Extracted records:
——————————

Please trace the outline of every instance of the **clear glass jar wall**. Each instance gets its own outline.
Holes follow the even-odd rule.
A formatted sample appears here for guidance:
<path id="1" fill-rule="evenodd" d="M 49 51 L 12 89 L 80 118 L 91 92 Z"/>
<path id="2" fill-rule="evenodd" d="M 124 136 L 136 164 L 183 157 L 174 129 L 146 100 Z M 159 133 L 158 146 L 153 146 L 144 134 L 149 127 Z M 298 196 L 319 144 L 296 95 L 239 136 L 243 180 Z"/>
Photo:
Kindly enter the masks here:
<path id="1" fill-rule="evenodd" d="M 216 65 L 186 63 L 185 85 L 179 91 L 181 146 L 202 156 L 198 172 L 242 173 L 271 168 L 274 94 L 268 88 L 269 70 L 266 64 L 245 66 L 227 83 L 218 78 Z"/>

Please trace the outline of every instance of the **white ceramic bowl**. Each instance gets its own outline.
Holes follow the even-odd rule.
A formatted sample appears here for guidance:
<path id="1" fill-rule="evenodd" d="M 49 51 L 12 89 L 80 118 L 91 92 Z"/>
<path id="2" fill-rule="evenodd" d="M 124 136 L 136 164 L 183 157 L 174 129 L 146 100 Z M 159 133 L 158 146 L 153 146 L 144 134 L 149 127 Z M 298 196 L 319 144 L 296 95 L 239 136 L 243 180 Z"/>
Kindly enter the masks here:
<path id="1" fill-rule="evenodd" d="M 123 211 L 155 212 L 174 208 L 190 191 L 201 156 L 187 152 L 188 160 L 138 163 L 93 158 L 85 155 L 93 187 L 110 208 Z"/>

——————————

Recast the listing as a Markdown table with the columns Row and Line, running from its first line through the line that contains "216 65 L 186". Leave out any blank lines.

| Row | Line |
|---|---|
| 1 | Please trace the outline of every instance of the **clear glass jar wall**. Each instance gets its own outline. |
| 2 | Holes follow the even-odd rule. |
| 3 | A formatted sample appears here for guidance: |
| 4 | <path id="1" fill-rule="evenodd" d="M 49 51 L 12 89 L 80 118 L 91 92 Z"/> |
| 5 | <path id="2" fill-rule="evenodd" d="M 124 136 L 136 164 L 183 157 L 174 129 L 146 100 Z M 159 133 L 158 146 L 153 146 L 144 134 L 149 127 Z M 298 196 L 319 144 L 296 95 L 239 136 L 243 180 Z"/> |
| 6 | Photo: |
| 7 | Kindly enter the masks here: |
| 8 | <path id="1" fill-rule="evenodd" d="M 216 65 L 186 63 L 185 85 L 179 91 L 181 146 L 202 156 L 198 172 L 242 173 L 271 168 L 274 94 L 268 88 L 269 70 L 266 64 L 245 66 L 227 83 L 218 78 Z"/> |